- _What the exercise asks_: Could you rewrite the data below with "dark coat" changed to "red jacket" and everything else left as it is? Leave the pictures out of your answer.

- _Stored data entries_:
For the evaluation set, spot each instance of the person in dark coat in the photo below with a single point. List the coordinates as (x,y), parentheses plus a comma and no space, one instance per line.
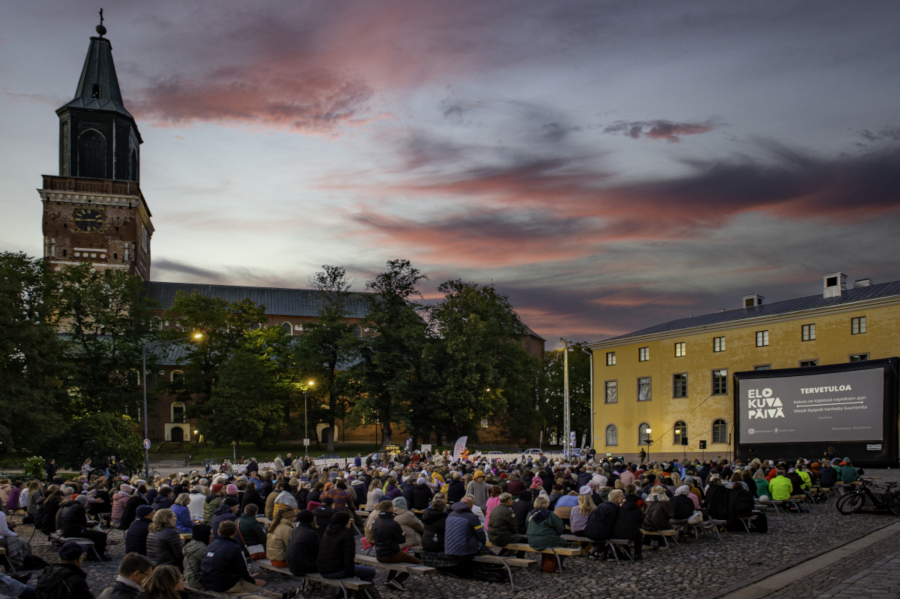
(337,552)
(65,579)
(421,495)
(227,511)
(602,522)
(521,508)
(323,515)
(628,524)
(73,523)
(130,511)
(251,495)
(303,548)
(136,535)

- _Reply_:
For the evaluation set, spot each instance of the person in red jacket in the photo below with a single point. List the coordinates as (x,y), parentheses plus a comma and no space, one instance per line.
(337,552)
(65,579)
(421,495)
(227,511)
(602,522)
(521,508)
(323,515)
(628,524)
(73,523)
(130,511)
(251,495)
(303,548)
(136,535)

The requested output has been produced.